■ **Excerpt provided**
I think it isn't. You may disagree. But the question cannot be avoided in any serious debate about the ethics of embryonic stem cell research.

Scientists hope these cells, which can develop into all sorts of tissue, can be used to create replacements for damaged body parts, repairing crippling injuries and curing a wide variety of debilitating and life-threatening illnesses. The thing is, they can't get the cells without destroying blastocysts.

If blastocysts are people, destroying them is murder, which cannot be justified by the possibility of medical breakthroughs. If blastocysts are not people, however, the moral imperative is to pursue research that has the potential to save or improve millions of lives.

Scientists are especially interested in blastocysts produced through nuclear transfer (a.k.a. cloning) because they offer the possibility of creating tissue that matches a patient's genes. Such matching would reduce the problem of immune system rejection, making it more likely that the transplant would work.

But the manner in which a blastocyst is produced, whether by fertilization or by cloning, is irrelevant in determining its moral status. Hence the advocates of a ban on research involving human cloning -- which the House of Representatives passed last year and the Senate is now considering -- are insisting on a distinction without a difference.

"Human 'therapeutic' or 'research' cloning is an experimental tool often confused with, but distinct from, embryonic stem cell research," writes Sen. Bill Frist (R-Tenn.), who opposes the former but supports the latter, in a recent [set ital]Washington Post[end ital] op-ed piece. Yet he never explains why the distinction is morally significant.

Frist is troubled by "the purposeful creation and destruction of human embryos in order to experiment on them." It's hard to see why creating embryos specifically for research is worse than using leftover embryos from fertility clinics; wherever they come from, the embryos are still destroyed.

In any case, Frist's objection applies to any stem cell research using embryos created for that purpose. Even if all forms of human cloning are banned, "the purposeful creation and destruction of human embryos" will still be legal.

■ **Extracted information**
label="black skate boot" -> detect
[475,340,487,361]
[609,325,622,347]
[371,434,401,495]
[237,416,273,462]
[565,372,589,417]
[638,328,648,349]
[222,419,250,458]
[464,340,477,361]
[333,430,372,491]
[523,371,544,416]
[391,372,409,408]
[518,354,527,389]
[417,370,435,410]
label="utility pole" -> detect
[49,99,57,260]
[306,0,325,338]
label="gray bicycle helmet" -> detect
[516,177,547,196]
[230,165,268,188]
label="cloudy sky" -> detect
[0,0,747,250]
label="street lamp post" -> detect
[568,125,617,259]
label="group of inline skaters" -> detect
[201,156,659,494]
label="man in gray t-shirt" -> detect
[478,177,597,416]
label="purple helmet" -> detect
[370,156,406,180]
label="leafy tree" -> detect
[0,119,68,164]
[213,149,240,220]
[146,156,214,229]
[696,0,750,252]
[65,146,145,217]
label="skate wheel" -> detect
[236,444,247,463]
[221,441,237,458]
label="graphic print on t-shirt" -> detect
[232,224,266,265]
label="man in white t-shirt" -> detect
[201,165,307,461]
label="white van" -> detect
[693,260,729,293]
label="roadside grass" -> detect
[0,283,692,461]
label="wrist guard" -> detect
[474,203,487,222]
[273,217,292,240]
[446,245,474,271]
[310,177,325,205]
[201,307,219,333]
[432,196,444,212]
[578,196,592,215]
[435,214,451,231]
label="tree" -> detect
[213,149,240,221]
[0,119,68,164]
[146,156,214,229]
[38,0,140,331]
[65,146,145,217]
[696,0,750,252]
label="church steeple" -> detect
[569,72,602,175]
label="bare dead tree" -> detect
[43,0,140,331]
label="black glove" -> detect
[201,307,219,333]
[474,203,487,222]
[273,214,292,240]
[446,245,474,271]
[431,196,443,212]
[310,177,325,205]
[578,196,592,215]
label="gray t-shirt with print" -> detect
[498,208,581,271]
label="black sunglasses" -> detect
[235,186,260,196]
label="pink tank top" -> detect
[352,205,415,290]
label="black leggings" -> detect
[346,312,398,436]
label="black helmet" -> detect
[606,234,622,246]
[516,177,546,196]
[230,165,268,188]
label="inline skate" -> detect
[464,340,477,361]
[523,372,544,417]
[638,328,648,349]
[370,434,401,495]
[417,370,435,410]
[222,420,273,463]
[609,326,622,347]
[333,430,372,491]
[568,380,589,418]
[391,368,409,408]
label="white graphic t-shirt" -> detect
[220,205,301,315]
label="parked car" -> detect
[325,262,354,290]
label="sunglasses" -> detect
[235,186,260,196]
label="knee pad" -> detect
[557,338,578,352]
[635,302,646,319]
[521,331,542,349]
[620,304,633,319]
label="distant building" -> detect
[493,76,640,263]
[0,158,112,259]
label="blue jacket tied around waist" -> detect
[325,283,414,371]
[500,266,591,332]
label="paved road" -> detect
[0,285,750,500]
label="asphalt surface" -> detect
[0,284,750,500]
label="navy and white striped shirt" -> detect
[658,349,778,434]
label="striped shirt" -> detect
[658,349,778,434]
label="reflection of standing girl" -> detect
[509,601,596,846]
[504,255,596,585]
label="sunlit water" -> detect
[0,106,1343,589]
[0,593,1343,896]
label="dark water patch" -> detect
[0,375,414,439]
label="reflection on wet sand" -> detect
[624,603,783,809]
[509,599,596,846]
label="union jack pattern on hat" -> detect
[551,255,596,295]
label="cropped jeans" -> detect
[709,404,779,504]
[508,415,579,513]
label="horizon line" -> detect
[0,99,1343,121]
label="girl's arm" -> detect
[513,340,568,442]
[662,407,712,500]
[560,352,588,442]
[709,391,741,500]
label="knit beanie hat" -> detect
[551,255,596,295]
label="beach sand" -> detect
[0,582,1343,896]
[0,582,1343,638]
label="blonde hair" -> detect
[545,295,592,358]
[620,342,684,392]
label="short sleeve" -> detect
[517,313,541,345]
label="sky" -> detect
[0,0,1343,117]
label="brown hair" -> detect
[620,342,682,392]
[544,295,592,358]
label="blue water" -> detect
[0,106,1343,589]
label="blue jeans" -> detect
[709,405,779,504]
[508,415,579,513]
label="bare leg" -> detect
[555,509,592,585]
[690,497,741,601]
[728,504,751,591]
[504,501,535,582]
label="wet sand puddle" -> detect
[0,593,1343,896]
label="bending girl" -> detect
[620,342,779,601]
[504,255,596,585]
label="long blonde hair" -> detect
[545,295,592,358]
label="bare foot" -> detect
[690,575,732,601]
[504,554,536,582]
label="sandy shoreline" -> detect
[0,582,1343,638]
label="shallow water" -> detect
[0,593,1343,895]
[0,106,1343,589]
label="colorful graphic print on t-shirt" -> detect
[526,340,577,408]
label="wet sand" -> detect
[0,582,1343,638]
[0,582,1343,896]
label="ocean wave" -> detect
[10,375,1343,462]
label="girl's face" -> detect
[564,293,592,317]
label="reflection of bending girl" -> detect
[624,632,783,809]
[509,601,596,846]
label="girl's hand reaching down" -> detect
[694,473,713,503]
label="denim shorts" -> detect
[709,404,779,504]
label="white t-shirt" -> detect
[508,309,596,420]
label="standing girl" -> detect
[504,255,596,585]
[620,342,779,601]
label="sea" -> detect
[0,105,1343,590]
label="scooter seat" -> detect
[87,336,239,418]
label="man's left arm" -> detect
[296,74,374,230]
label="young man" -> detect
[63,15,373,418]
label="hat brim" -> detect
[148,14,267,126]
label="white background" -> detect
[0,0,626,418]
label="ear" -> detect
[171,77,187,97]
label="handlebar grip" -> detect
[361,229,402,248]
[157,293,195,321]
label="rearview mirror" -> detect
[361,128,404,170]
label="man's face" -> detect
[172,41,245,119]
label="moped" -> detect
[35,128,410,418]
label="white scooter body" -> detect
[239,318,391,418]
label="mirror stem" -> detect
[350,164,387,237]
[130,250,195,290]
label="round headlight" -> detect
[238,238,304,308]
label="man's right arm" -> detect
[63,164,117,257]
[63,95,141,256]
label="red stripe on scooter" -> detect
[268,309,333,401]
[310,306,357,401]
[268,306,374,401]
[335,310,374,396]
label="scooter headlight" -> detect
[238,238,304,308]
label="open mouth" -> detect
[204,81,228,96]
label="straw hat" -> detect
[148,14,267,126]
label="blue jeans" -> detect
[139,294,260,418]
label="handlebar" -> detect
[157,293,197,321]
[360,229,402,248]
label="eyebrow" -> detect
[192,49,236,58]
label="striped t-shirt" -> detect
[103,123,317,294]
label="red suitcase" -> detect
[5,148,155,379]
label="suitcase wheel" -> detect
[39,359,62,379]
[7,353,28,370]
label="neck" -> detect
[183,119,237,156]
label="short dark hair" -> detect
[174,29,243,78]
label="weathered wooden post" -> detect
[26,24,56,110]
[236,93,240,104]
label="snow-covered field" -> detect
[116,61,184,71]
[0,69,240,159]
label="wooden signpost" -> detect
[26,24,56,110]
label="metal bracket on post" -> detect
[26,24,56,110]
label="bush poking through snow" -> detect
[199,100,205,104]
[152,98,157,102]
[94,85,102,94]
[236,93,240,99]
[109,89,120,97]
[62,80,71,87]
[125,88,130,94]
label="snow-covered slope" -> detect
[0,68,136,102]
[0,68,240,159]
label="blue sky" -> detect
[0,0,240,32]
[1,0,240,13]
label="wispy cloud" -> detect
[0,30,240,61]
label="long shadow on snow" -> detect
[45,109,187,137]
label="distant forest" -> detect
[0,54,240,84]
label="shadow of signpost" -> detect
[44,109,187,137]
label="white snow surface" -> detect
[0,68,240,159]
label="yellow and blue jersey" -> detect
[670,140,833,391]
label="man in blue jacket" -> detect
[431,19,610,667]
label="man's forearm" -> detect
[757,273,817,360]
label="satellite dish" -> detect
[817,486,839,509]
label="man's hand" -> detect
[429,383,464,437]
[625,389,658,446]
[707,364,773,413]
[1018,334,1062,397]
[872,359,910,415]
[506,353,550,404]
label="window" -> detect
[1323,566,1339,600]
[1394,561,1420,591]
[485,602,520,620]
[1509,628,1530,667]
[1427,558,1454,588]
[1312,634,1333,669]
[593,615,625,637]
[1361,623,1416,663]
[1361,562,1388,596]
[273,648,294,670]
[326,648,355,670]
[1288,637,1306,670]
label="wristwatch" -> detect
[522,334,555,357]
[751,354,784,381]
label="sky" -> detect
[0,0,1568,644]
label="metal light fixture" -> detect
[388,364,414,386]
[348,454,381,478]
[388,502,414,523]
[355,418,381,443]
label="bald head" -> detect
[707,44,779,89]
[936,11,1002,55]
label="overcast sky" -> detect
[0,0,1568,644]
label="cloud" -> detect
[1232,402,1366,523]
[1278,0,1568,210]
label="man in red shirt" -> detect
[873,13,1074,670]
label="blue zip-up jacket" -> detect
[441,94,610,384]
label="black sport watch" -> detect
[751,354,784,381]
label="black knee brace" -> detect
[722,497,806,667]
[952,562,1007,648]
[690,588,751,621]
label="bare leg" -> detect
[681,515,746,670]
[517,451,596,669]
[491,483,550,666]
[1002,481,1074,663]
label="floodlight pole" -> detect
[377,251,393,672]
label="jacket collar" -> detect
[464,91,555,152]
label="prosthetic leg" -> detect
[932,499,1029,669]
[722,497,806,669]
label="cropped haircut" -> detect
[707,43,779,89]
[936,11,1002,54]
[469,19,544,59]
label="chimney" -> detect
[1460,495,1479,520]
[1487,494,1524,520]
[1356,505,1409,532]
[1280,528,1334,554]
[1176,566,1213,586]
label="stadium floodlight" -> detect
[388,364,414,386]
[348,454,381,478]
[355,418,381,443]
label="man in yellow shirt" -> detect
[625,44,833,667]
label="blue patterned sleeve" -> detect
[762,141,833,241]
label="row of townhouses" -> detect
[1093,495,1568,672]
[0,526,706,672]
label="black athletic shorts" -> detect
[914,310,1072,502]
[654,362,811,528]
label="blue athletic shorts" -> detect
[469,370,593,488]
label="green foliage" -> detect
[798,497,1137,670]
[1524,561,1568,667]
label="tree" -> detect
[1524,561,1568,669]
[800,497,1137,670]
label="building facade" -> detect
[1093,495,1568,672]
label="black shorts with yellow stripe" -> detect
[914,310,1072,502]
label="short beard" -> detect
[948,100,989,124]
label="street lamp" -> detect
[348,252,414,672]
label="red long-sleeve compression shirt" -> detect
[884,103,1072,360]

■ **Work task 1**
Could you switch "murder" to "homicide" while giving the stem cell research piece again, from "Scientists hope these" up to and including "millions of lives."?
■ **Work task 2**
Can you resume the stem cell research piece and carry it on after its last sentence?
The data stands apart from the stem cell research piece and is separate material.

■ **Written reply 1**
Scientists hope these cells, which can develop into all sorts of tissue, can be used to create replacements for damaged body parts, repairing crippling injuries and curing a wide variety of debilitating and life-threatening illnesses. The thing is, they can't get the cells without destroying blastocysts.

If blastocysts are people, destroying them is homicide, which cannot be justified by the possibility of medical breakthroughs. If blastocysts are not people, however, the moral imperative is to pursue research that has the potential to save or improve millions of lives.

■ **Written reply 2**
Urging the Senate to approve the ban, President Bush likewise failed to give a satisfying reason for the focus on cloning. "Research cloning would contradict the most fundamental principle of medical ethics, that no human life should be exploited or extinguished for the benefit of another," he said.

The principle is important, but a lot hinges on how a "human life" is defined. Earlier in the speech, Bush described human cloning as "the laboratory production of [set ital]individuals[end ital] who are genetically identical to another human being" (emphasis added), which suggests that he does view a blastocyst as a person.

It's not surprising that Bush did not explicitly address that question, since he cited support for the cloning ban from "those who are pro-choice" as well as "those who are pro-life." But it would be an odd state of affairs if a scientist were prohibited from destroying a microscopic, unimplanted embryo in an attempt to cure Alzheimer's disease while a pregnant woman could legally kill a 3-month-old fetus for any reason at all.

Even stranger, Bush is not trying to protect all blastocysts -- only the cloned ones. And he proposes to save them by preventing them from being created in the first place.

Obscuring the issue even further, Bush suggested that "allowing cloning would be taking a significant step toward a society in which human beings are grown for spare body parts." Among other things, that would mean suspending the Constitution, returning to slavery, and abandoning principles accepted by every civilized person. It's not clear why cloning would make this nightmare scenario more likely.

"I am unable to find a compelling justification for allowing human cloning," writes Sen. Frist, revealing a bias against freedom that is all too common in Washington. Some of us are insisting on a compelling justification for closing off this tremendously promising avenue of research. Nobody has offered one yet.